→ **Selection**
Many analysts have looked to drops in state funding to explain tuition inflation. A 2018 report alleges that it fell by $7 billion since 2008. According to this theory, recent funding cuts are made up in student tuition and fees.
Per capita spending has certainly fallen, in part due to enrollment increases and in part due to the recession. A 2015 report from the Center on Budget and Policy Priorities found that states spent 20% less on each student that year than they did prior to the recession. For the most part, spending has now returned to pre-recession levels.
Spending in total, however, has increased massively. Per a 2015 New York Times analysis, spending is ten times higher than it was in 1960. (Admittedly, a dollar in 1960 has the same buying power as $8.50 today.) Even the military budget has not doubled in height, increasing by a factor of 1.8.
And even the drops in per capita spending are far exceeded by tuition increases — indicating the absence of a direct causal relationship. Further, a National Bureau of Economic Research publication from 2004 found that at best six cents on the dollar of state appropriation increases actually went to offset tuition — pre-dating the recession. A 2014 paper found a marginally higher ten cents on the dollar ratio.
However, this doesn’t preclude per capita spending cuts from contributing to increases in tuition and enrollment of out-of-state and international students, who pay higher tuition than state residents.
The Bennett Hypothesis
The Bennett hypothesis is another perennial, but flawed, explanation for tuition inflation.
Based on then-Secretary of Education William J. Bennett’s 1987 New York Times editorial, the theory claims that increases in federal student loans have allowed schools to inflate tuition knowing that students will borrow whatever they need to in order to pay it. Some later versions of the theory have interpreted it more broadly, including other forms of aid such as Pell grants.
There is certainly a correlation between increased federal aid and tuition. But the causal relationship between the two factors is dubious.
While some studies, such as this one from 2017, have asserted that increases in aid directly lead to inflation of tuition rates dollar-for dollars, others have poked holes in this somewhat facile notion. The National Bureau of Economic Research found no relationship between the two factors at all in 2003. (It’s worth noting that the bureau contradicted those findings in a 2016 paper.)
Most damningly for proponents of Bennett’s idea, periods during which federal loans did not increase nonetheless saw enormous tuition increases.
Administrative Bloat and Overpaid Faculty
The obscene salaries of some college administrators are another favored target. According to Benjamin Ginsberg, author of Administrators Ate My Tuition, from the middle to the end of the 20th century, administrative spending increased by 235%. The Bureau of Labor Statistics projects 10% growth in administrative positions between 2016 and 2026.
Data released by the Chronicle of Higher Education in 2018 found that the highest paid public college president made $4.3 million and the highest paid private college president made $4.9 million. The average hovered around the mid-six figures.
One can indeed wonder why college presidents are regularly paid such massive sums. But they are a drop in the bucket compared to the army of lower-level administrators required to run a modern college due to change in technology, finance, and student service expectations.

→ **Stored data**
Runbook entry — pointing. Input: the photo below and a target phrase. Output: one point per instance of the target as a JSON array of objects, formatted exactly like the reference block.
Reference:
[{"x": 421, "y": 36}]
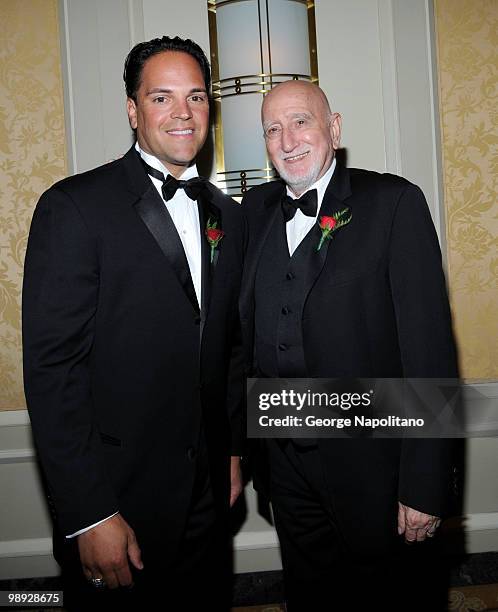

→ **Goals**
1) According to the text on tuition inflation, why is there no direct causal link between cuts in state funding and rising tuition? Answer in one to three sentences.
2) Write the next part of the text on tuition inflation, beginning after its last sentence.
The data have no role in this work.

→ **Answers provided**
1) The drops in per capita state spending are far exceeded by the increases in tuition. That gap shows the two are not directly causally related.

2)
Most of these employees, however, are mid-level administrators who do not make exorbitant salaries per a Delta Cost Project report from 2014. This increase in administrative staffing is found in many industries, not just higher education, and is proportional to increases in student enrollment.
High salaries for actual faculty have also been scrutinized as a possible contributor to tuition inflation. Indeed, salaries for full time faculty are climbing. However, there is a coincident decline in the actual numbers of full-time faculty at most institutions. According to the American Association of University Professors, more than half of all professors are part-time.
Colleges increasingly rely on adjunct faculty to make up the shortfall. And these staff members are typically poorly compensated. A 2015 Pacific Standard survey found that most earned less than $20,000 a year — hardly in line with the narrative that professors earn extravagant sums.
That being the case, administrative and faculty salaries don’t seem to account for tuition inflation either.
So, What is Really Driving Up Tuition?
Somewhat counterintuitively, tuition discounting may explain some of the inflation, at least in terms of sticker price. The idea is that because many students receive tuition discounts in the form of institutional aid, most don’t end up paying full price.
As explained in a 2015 New York Times piece, its high sticker prices represent a pricing strategy that allows room for negotiation, allowing colleges to capture a larger share of elite high school graduates. This price discrimination strategy sets a high sticker price, which some students may pay, especially wealthy students and out-of-state and international students for state universities. Others may then be offered much more affordable rates.
The high-price/high-aid model may be responsible for a multiplier effect when comparing sticker price with net price.
Technology and Economic Change
Though many industries have become more efficient due to the use of technology, universities have generally not. Average class sizes are the same today as they were a century ago. Teaching and learning are fundamentally interactive processes. Thus, the cost savings that have allowed much of the economy to streamline have not materialized in the realm of higher education.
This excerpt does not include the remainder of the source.